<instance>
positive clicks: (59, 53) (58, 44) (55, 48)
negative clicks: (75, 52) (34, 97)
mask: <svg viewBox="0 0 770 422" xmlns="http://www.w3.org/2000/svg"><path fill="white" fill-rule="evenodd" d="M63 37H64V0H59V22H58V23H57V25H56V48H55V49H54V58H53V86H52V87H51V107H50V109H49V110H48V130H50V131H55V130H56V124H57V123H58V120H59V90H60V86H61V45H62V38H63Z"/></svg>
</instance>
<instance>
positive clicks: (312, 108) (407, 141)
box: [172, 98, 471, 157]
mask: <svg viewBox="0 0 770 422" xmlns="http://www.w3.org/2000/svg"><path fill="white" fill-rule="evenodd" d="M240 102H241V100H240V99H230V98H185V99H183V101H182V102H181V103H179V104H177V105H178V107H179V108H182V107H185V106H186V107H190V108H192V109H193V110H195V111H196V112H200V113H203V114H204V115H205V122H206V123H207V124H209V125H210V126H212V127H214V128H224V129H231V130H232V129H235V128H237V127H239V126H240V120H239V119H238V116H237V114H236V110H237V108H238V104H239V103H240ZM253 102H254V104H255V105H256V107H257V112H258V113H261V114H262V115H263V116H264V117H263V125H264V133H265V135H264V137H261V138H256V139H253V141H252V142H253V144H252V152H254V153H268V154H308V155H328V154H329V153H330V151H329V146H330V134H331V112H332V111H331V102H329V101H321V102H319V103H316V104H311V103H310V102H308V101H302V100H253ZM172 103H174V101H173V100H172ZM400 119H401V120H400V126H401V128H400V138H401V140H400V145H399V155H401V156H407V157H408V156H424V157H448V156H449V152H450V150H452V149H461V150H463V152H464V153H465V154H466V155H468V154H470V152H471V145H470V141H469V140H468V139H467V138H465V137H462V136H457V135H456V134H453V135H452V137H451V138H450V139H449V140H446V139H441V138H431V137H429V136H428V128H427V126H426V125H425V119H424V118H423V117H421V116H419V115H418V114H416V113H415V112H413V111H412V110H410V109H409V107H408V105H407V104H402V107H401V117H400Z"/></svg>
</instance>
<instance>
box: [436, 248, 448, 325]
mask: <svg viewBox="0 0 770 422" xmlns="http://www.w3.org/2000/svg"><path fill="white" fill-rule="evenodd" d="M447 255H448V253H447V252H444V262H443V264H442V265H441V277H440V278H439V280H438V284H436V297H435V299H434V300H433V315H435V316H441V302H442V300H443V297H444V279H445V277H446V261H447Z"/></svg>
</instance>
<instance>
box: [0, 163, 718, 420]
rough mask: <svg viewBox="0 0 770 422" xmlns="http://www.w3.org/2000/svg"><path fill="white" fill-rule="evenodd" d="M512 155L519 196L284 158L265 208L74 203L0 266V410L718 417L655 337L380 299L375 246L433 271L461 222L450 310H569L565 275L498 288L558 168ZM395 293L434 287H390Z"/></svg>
+ + + + +
In your answer, include only the lines above starting at the line that holds "box: [172, 98, 471, 157]" and ending at the line that holds "box: [0, 163, 718, 420]", copied exactly.

box: [172, 98, 471, 157]
mask: <svg viewBox="0 0 770 422" xmlns="http://www.w3.org/2000/svg"><path fill="white" fill-rule="evenodd" d="M240 102H241V100H240V99H230V98H185V99H183V101H182V102H181V103H179V104H177V105H178V107H179V108H182V107H185V106H186V107H190V108H192V109H193V110H195V111H196V112H200V113H203V114H204V115H205V122H206V123H207V124H209V125H210V126H212V127H214V128H224V129H231V130H232V129H235V128H237V127H239V126H240V120H239V119H238V116H237V114H236V110H237V108H238V104H239V103H240ZM253 102H254V104H255V105H256V107H257V112H258V113H261V114H262V115H263V116H264V117H263V125H264V133H265V135H264V137H261V138H256V139H253V141H252V142H253V144H252V152H254V153H268V154H308V155H328V154H329V153H330V151H329V146H330V134H331V112H332V111H331V102H329V101H321V102H319V103H316V104H311V103H310V102H308V101H302V100H253ZM172 103H174V101H173V100H172ZM400 119H401V120H400V126H401V128H400V138H401V140H400V145H399V155H401V156H407V157H408V156H424V157H448V156H449V152H450V150H452V149H461V150H463V152H464V153H465V154H466V155H468V154H470V152H471V145H470V141H469V140H468V139H467V138H465V137H462V136H457V135H456V134H453V135H452V137H451V138H450V139H449V140H446V139H441V138H431V137H429V136H428V128H427V126H426V125H425V119H424V118H423V117H421V116H419V115H418V114H416V113H415V112H413V111H412V110H410V109H409V107H408V105H407V104H402V107H401V117H400Z"/></svg>
</instance>
<instance>
box: [436, 248, 448, 325]
mask: <svg viewBox="0 0 770 422" xmlns="http://www.w3.org/2000/svg"><path fill="white" fill-rule="evenodd" d="M447 255H448V253H447V252H444V262H443V264H442V265H441V277H440V278H439V280H438V284H436V297H435V299H434V300H433V315H435V316H441V302H442V300H443V297H444V279H445V277H446V261H447Z"/></svg>
</instance>
<instance>
box: [0, 163, 718, 420]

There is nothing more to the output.